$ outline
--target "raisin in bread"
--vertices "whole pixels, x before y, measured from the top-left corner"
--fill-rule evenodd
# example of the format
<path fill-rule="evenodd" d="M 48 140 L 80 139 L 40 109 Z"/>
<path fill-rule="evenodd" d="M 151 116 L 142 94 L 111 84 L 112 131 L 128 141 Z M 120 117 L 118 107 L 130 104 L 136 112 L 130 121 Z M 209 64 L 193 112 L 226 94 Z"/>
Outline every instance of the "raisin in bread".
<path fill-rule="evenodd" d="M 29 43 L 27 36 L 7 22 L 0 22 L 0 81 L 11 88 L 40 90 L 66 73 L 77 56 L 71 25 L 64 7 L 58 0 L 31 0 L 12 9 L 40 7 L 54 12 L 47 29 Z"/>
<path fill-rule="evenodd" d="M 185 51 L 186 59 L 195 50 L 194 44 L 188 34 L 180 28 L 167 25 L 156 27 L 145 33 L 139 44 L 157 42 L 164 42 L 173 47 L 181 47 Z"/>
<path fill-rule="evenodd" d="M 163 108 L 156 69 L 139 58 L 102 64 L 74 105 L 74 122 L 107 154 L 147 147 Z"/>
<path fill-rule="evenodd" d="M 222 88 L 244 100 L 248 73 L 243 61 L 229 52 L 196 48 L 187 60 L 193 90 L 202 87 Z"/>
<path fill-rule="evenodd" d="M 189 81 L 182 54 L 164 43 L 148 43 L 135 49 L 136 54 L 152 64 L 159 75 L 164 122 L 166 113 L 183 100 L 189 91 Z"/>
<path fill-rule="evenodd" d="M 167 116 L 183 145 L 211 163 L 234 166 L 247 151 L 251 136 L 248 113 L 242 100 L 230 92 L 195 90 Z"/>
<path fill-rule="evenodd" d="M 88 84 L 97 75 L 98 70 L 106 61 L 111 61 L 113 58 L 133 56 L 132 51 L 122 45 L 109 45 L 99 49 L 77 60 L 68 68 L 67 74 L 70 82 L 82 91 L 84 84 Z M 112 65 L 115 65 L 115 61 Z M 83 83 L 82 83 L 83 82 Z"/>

----

◆ Exercise directions ◆
Please update all the items above by changing every "raisin in bread" to "seed in bread" and keeping everything else the same.

◆ The result ◆
$ outline
--target "seed in bread"
--vertices "whole pixels, x before y, measured from the top-left corner"
--fill-rule evenodd
# example of the format
<path fill-rule="evenodd" d="M 48 140 L 80 139 L 40 109 Z"/>
<path fill-rule="evenodd" d="M 151 116 L 142 94 L 111 84 L 112 131 L 128 141 Z M 120 117 L 118 107 L 130 104 L 136 112 L 130 121 Z M 209 64 L 193 112 L 226 94 Z"/>
Outline every instance of the "seed in bread".
<path fill-rule="evenodd" d="M 29 43 L 27 36 L 7 22 L 0 22 L 0 81 L 11 88 L 40 90 L 66 73 L 77 56 L 71 25 L 64 7 L 58 0 L 31 0 L 12 9 L 40 7 L 54 12 L 47 29 Z"/>
<path fill-rule="evenodd" d="M 185 51 L 186 59 L 195 50 L 194 44 L 188 34 L 180 28 L 167 25 L 156 27 L 145 33 L 139 44 L 157 42 L 164 42 L 173 47 L 181 47 Z"/>
<path fill-rule="evenodd" d="M 163 108 L 156 69 L 139 58 L 102 64 L 74 105 L 74 122 L 107 154 L 147 147 Z"/>
<path fill-rule="evenodd" d="M 222 88 L 244 100 L 248 73 L 243 61 L 229 52 L 196 48 L 187 60 L 193 90 L 202 87 Z"/>
<path fill-rule="evenodd" d="M 189 81 L 182 54 L 164 43 L 148 43 L 135 49 L 136 54 L 152 64 L 159 75 L 164 122 L 166 113 L 183 100 L 189 91 Z"/>
<path fill-rule="evenodd" d="M 167 116 L 183 145 L 211 163 L 234 166 L 247 151 L 251 136 L 248 113 L 242 100 L 230 92 L 195 90 Z"/>
<path fill-rule="evenodd" d="M 88 84 L 97 75 L 98 70 L 106 61 L 111 61 L 113 58 L 133 56 L 132 51 L 122 45 L 109 45 L 99 49 L 77 60 L 68 68 L 67 74 L 70 82 L 82 91 L 84 84 Z M 112 65 L 115 65 L 115 61 Z M 83 83 L 82 83 L 83 82 Z"/>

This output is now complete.